## [TO BE DONE]
Your task is to output the listing word for word, with pictures excluded.

Location identification items:
━━━━━━━━━━━━━━━━

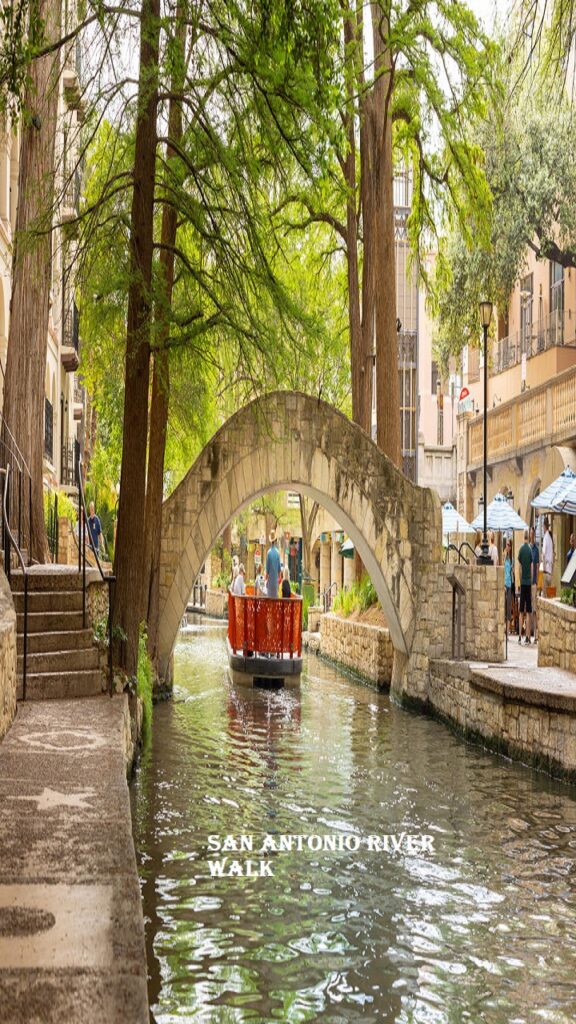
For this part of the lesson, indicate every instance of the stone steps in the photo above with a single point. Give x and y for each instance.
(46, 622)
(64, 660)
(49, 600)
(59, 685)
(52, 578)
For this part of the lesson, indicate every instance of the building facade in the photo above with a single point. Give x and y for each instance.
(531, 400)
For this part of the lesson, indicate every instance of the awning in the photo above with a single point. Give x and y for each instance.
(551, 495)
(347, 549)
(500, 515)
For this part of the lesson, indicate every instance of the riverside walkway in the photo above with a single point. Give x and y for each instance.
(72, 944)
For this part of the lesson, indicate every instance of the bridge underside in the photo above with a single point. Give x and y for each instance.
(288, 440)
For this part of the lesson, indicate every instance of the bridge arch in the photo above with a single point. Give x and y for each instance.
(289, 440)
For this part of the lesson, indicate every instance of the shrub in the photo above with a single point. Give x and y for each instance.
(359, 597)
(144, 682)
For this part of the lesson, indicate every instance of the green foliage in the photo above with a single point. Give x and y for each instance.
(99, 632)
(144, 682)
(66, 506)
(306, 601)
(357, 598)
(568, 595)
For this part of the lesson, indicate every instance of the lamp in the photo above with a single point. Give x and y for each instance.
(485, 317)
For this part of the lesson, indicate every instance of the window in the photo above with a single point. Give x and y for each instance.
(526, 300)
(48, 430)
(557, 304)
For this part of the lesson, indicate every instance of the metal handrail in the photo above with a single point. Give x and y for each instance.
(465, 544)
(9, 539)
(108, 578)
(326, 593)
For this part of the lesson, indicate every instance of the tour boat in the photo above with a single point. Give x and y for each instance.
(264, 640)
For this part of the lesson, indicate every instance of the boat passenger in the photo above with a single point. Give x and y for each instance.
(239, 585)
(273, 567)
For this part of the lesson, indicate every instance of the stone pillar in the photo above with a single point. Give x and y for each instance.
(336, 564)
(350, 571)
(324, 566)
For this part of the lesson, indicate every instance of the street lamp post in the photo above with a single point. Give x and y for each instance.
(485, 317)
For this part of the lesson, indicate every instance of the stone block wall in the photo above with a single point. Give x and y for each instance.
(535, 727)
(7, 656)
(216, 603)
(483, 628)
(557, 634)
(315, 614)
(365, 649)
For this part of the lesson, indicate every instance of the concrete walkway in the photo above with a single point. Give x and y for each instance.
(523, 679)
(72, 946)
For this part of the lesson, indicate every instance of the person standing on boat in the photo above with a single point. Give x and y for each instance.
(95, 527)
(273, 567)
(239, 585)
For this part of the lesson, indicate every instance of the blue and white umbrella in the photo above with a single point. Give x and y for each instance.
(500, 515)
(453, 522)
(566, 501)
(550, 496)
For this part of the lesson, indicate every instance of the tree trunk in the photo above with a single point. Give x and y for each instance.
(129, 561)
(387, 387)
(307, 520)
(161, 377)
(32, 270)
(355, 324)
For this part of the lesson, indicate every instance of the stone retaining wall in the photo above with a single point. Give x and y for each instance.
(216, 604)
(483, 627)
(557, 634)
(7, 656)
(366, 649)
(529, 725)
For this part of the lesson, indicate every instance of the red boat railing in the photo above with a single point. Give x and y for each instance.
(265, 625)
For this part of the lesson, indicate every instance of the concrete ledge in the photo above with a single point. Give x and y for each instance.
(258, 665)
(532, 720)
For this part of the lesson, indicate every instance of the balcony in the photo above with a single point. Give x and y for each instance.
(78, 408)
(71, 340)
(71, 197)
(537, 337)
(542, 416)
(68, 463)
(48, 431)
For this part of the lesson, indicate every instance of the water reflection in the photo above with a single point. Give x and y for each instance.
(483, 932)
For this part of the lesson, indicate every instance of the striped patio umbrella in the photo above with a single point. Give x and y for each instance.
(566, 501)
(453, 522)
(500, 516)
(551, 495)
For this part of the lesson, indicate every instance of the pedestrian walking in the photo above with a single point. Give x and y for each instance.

━━━━━━━━━━━━━━━━

## [ANSWER FOR THE TASK]
For this part of the lesson, indicate every instance of the stone steps in the photo above with a single point. Give x and y for each instance.
(46, 622)
(64, 660)
(49, 600)
(59, 685)
(52, 578)
For this part of the lesson, indicate every instance of the building facade in the photo above with a single point. Give x and y for each instance.
(531, 400)
For this part of the lesson, indicate every instance of the awning in the photo above with a single point. Give x and y for each instance.
(551, 495)
(347, 549)
(500, 515)
For this part of the lesson, indicate every instance of the riverside walkway in the photo above with a single point. Give x and y for each instance.
(72, 944)
For this part of the lesson, indicate every instance of the bridge underside in the photo above with a single point. Give x and y for each instance.
(288, 440)
For this part of the lesson, indicate every instance of the bridge arch in the photo above with a single point. Give x and y for each instance.
(289, 440)
For this part of the lesson, indicate every instance of the shrub in the photo above with a single point. Give x and y for each instance.
(359, 597)
(144, 682)
For this part of the lesson, indicate every instance of the green foliage in the photo above with a single point. Give x and y for each instance.
(99, 632)
(144, 682)
(66, 506)
(306, 601)
(357, 598)
(568, 595)
For this part of the lesson, indicate every instance of the lamp in the photo above with a single point. Give x and y for each instance.
(485, 317)
For this part of the lesson, indicate every instance of the window in the photo above with a single point. Give x and y for each instance.
(526, 300)
(48, 430)
(557, 304)
For this part of the lesson, indicate every instance of the metal handrail in the photo above with a single point. Give x and y for each instance.
(465, 544)
(9, 539)
(108, 578)
(326, 593)
For this part of the lesson, indicate every instance of the tour boat in the photo above with a single point. Give x and y for each instance.
(264, 640)
For this part of the lesson, indicate every instance of the boat passenger in the photo above with a single point. Give x and y for each instance.
(239, 585)
(273, 567)
For this part of the lesson, indicate every instance of the stone pillar in the photo above with a single point. Give x and y for each instance.
(336, 564)
(350, 571)
(324, 566)
For this part of the lesson, indicate every instance of the street lamp post in the photo above with a single point. Give x and y for each instance.
(485, 317)
For this part of the lesson, indicate every instance of the stone block wall in the photo above with a single point. Give x and y for each instance.
(535, 727)
(7, 656)
(216, 603)
(483, 628)
(557, 634)
(315, 614)
(365, 649)
For this part of the lesson, indicate every instance of the concrete walkway in the photo above with a single point. Give x and y for each instance.
(523, 679)
(72, 946)
For this part of the lesson, indicate every instance of the person standing on boat in the photo above with a single point. Give x and y for each instance.
(95, 527)
(273, 567)
(239, 585)
For this part of the lesson, indicate every instance of the blue and white umbrella in the photo above with a single point. Give x and y for each instance.
(500, 515)
(453, 522)
(566, 501)
(550, 496)
For this part of the lesson, indicate every instance of the tree trunk in the photo above with a single point. Give x and y for each instance.
(129, 561)
(387, 387)
(307, 520)
(161, 377)
(32, 270)
(355, 324)
For this part of the lesson, indicate every instance of the stone retaining wall in the photo above with a single point. Give x and y for each instance.
(216, 604)
(483, 627)
(557, 634)
(7, 656)
(366, 649)
(529, 725)
For this part of the lesson, indicate every instance of the red boat railing in the photo above with a single point. Give x and y for each instance.
(265, 625)
For this part of the lesson, indicate every instance of the concrete ledge in the photo above with a single point. Give x and y for each instance.
(258, 665)
(532, 720)
For this part of the lesson, indicate every instance of the balcony in the photo above with a single point. Give x and y for each instance.
(78, 408)
(71, 340)
(71, 197)
(537, 337)
(542, 416)
(68, 463)
(48, 431)
For this part of the lesson, indicate every instance of the water reflection in the photo above with a single point. Give x and y for each instance.
(483, 932)
For this part of the lesson, indicate every instance of the striped patio umbrella in the photo above with a single point. Give x and y for each instance.
(566, 501)
(453, 522)
(500, 516)
(551, 495)
For this part of the lesson, indicate every instance of the pedestrian walking in the photo above with a single point. Give x and y for each instance.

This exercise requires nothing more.